Records of labeled boxes:
___

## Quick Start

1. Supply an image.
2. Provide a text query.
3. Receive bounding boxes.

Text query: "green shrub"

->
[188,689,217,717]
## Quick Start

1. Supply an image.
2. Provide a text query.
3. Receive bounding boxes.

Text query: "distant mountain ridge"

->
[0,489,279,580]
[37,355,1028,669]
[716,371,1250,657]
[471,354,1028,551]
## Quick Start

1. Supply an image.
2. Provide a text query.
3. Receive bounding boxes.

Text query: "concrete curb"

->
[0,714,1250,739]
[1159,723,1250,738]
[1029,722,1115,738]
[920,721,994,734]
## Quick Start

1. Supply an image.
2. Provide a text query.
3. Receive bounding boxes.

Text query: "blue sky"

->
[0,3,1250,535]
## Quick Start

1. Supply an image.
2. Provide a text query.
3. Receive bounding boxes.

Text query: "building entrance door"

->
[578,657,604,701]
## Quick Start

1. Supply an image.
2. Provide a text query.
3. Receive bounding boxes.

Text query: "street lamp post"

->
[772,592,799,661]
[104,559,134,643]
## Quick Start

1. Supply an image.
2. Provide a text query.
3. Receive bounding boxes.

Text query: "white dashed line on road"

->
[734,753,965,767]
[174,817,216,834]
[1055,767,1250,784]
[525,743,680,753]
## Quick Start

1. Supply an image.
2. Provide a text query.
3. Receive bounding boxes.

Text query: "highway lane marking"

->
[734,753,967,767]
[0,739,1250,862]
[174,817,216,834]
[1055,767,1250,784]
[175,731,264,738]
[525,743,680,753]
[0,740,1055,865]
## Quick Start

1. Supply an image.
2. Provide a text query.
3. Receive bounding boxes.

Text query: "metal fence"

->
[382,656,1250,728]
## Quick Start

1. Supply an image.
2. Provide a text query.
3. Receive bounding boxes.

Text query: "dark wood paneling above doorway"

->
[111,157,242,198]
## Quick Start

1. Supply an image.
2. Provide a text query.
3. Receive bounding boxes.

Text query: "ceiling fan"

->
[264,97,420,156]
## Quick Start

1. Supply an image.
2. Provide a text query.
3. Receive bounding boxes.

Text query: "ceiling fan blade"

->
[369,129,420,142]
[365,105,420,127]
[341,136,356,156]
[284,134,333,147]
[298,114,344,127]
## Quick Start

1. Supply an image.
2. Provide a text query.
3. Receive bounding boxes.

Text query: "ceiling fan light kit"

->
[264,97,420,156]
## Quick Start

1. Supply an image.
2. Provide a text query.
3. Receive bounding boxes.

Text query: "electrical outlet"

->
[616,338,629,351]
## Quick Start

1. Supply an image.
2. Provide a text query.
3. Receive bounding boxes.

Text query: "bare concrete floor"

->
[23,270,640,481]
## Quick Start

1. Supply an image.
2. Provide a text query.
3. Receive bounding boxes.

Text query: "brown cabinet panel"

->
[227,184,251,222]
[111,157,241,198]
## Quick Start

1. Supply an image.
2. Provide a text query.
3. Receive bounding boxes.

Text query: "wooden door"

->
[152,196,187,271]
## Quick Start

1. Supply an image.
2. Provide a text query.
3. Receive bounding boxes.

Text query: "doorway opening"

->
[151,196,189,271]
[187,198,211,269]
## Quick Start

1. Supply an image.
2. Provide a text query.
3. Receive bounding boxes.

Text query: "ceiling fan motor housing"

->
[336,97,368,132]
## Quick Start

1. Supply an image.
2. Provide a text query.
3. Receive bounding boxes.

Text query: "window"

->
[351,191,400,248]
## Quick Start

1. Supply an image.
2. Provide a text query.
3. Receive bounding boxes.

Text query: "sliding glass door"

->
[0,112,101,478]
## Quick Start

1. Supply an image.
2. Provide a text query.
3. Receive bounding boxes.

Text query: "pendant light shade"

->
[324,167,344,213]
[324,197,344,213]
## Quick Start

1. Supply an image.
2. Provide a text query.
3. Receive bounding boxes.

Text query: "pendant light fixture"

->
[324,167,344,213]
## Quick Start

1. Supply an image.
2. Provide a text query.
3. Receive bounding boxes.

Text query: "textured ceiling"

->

___

◆ **What to do**
Show every line in the listing that contains the string "doorway".

◆ **Exercise solution**
Text query: "dark wood paneling above doorway"
Text query: "doorway opening"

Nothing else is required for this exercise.